_課題 A_: この手記において、8日朝に「広島に行ってみろ。」と言ったのは誰か。
_課題 B_: この手記に登場する地名を、川の名も含めてすべて挙げよ。
_課題 C_: この手記の「3. 両親・姉を探しに市内へ」から「れないほど死体がありました。」までを一字一句そのまま書き写せ。

_文書抜粋_:
/---

濵井 德三 Tokuso Hamai

失った命は二度とかえらない

3. 両親・姉を探しに市内へ

姉弘子 (1943)

8日朝、学校へ行こうとすると、叔母の母ツナヨが「広島に行ってみろ。」と言いました。私は肇さんの自転車の後ろに乗せてもらって約13キロ離れた広島まで行くことになりました。広島市中心部への西の入口である己斐まで行くと、見渡す限り真っ黒の焼け野原で、道路にはガレキが積もっていてとても自転車で進むことができそうにありませんでした。己斐の親戚に自転車を預けて肇さんと二人で歩くことにしました。広電の線路伝いに東へ、自宅がある中島本町を目指して歩きました。己斐から一つ目の山手川を渡ったところにある福島町まで来ると枕木はまだチョロチョロと炎をあげ、くすぶっていました。線路の周りには数え切れないほど死体がありました。

\---

[データ抜粋]
/---

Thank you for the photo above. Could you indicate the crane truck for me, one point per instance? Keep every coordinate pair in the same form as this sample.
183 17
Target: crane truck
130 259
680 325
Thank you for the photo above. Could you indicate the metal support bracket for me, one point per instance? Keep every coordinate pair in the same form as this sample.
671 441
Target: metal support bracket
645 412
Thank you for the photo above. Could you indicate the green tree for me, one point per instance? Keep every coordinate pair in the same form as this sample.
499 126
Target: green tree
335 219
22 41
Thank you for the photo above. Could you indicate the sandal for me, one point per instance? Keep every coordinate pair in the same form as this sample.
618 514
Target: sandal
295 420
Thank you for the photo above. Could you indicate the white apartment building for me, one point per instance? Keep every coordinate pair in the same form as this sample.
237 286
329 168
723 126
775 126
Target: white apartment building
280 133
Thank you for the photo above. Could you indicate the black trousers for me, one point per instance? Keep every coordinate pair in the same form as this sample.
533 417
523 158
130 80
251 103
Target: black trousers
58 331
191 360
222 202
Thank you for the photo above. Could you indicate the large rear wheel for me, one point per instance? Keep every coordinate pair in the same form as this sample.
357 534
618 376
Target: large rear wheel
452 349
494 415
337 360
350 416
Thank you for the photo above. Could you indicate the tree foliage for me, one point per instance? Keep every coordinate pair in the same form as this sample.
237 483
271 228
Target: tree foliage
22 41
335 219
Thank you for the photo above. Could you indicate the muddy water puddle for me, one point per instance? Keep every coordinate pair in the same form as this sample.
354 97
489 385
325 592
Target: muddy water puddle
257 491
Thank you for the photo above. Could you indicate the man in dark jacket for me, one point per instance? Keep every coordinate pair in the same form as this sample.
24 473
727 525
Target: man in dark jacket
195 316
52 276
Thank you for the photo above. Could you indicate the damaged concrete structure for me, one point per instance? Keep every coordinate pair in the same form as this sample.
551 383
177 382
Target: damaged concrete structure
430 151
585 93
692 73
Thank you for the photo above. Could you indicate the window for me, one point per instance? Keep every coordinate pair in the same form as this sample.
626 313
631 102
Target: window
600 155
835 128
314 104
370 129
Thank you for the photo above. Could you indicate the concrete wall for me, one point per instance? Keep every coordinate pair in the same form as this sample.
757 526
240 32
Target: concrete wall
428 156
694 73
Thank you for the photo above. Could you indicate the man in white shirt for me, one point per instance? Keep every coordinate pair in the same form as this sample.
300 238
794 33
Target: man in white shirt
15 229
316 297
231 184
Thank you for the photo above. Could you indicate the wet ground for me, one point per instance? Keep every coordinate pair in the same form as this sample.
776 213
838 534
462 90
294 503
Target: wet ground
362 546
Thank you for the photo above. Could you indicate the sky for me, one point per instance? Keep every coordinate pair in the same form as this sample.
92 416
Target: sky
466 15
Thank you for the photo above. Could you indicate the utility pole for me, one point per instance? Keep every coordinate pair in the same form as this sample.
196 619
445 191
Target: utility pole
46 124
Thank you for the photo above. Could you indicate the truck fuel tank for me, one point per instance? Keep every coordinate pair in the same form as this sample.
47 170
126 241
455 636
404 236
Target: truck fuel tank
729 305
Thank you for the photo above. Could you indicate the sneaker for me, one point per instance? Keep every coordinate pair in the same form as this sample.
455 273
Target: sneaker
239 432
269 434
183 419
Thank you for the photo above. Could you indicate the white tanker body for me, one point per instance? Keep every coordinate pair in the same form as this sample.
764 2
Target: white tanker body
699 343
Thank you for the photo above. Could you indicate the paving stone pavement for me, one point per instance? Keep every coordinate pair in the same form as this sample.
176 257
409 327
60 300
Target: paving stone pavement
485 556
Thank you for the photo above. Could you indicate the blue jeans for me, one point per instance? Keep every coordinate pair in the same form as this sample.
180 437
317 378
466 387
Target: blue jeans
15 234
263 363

\---

_解答例 A_: 叔母の母ツナヨ

_解答例 B_: 広島、己斐、中島本町、山手川、福島町

_解答例 C_:
3. 両親・姉を探しに市内へ

姉弘子 (1943)

8日朝、学校へ行こうとすると、叔母の母ツナヨが「広島に行ってみろ。」と言いました。私は肇さんの自転車の後ろに乗せてもらって約13キロ離れた広島まで行くことになりました。広島市中心部への西の入口である己斐まで行くと、見渡す限り真っ黒の焼け野原で、道路にはガレキが積もっていてとても自転車で進むことができそうにありませんでした。己斐の親戚に自転車を預けて肇さんと二人で歩くことにしました。広電の線路伝いに東へ、自宅がある中島本町を目指して歩きました。己斐から一つ目の山手川を渡ったところにある福島町まで来ると枕木はまだチョロチョロと炎をあげ、くすぶっていました。線路の周りには数え切れないほど死体がありました。